◆ **DOCUMENT EXTRACT**

==============================

In Memoriam -- Real Estate Roundtable Members

Real Estate Roundtable members Stanley Chera and Mayer Greenberg, both from New York, passed away this month. 

  • Stanley Chera founded Crown Acquisitions with Isaac Chera Sr. and built it over a span of three generations to include  ownership interest in dozens of retail and office properties throughout North America, including trophy buildings in Manhattan.  He was a member of The Roundtable since 2015.
  • President Trump called out Mr. Chera at a 2019 rally in Grand Rapids, Michigan, as “one of the biggest builders and real estate people in the world.”
  • Mayer Greenberg, a real estate tax attorney with Kramer Levin was also a member of The Roundtable and an active member of its Tax Policy Advisory Committee (TPAC).  He  advised domestic and foreign investors on the tax implications of complex commercial transactions, including joint ventures, mergers, acquisitions and other business restructurings.

==============================

◆ **GIVEN INFORMATION**
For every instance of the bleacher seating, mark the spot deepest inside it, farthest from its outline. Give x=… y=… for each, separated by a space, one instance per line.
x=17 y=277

==============================

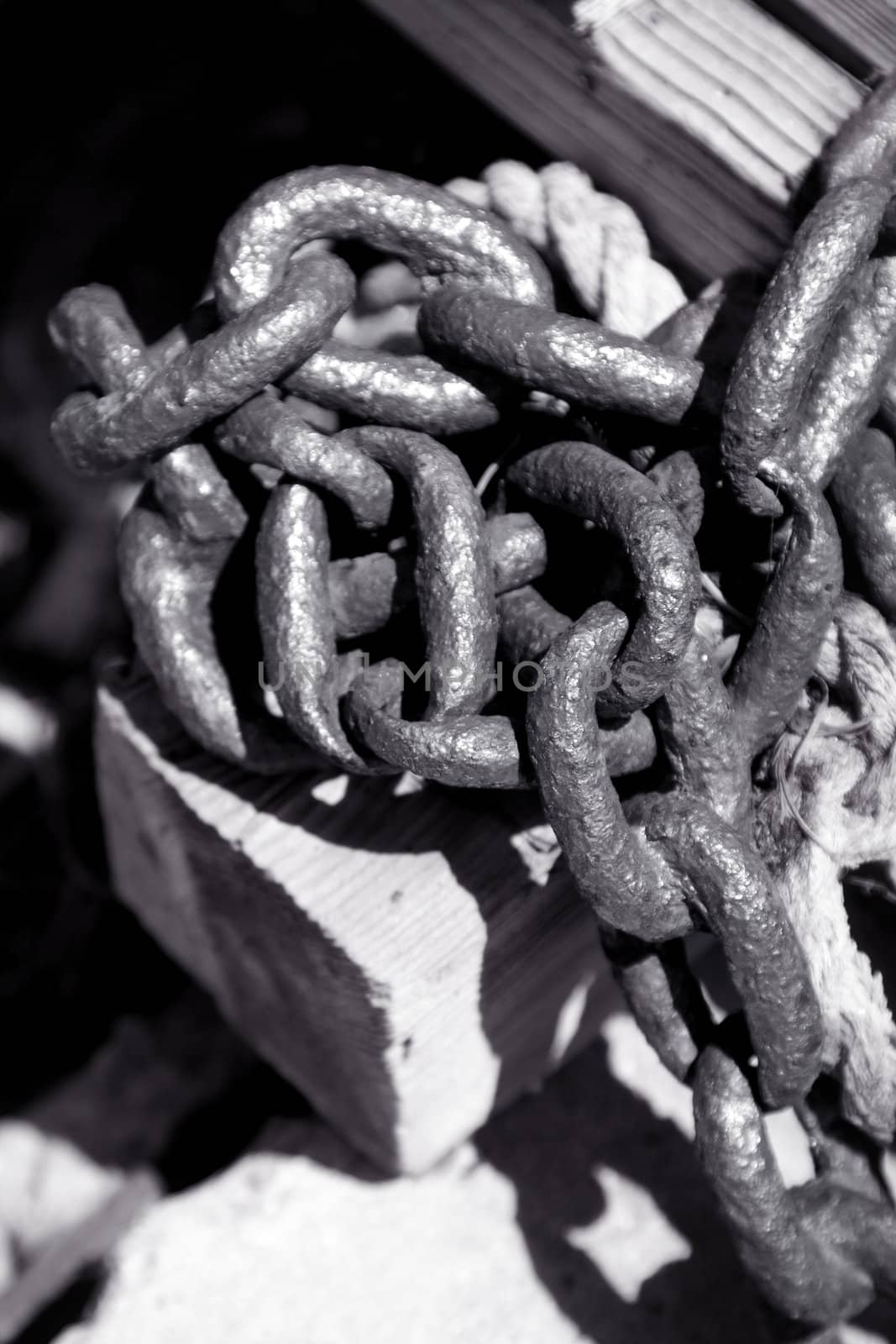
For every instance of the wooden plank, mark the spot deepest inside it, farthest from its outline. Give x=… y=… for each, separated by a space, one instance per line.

==============================

◆ **TASK BRIEF**
In the memorial notice, copy word for word the passage from "In Memoriam -- Real" up to and including "away this month.".

◆ **ANSWER SPACE**
In Memoriam -- Real Estate Roundtable Members

Real Estate Roundtable members Stanley Chera and Mayer Greenberg, both from New York, passed away this month.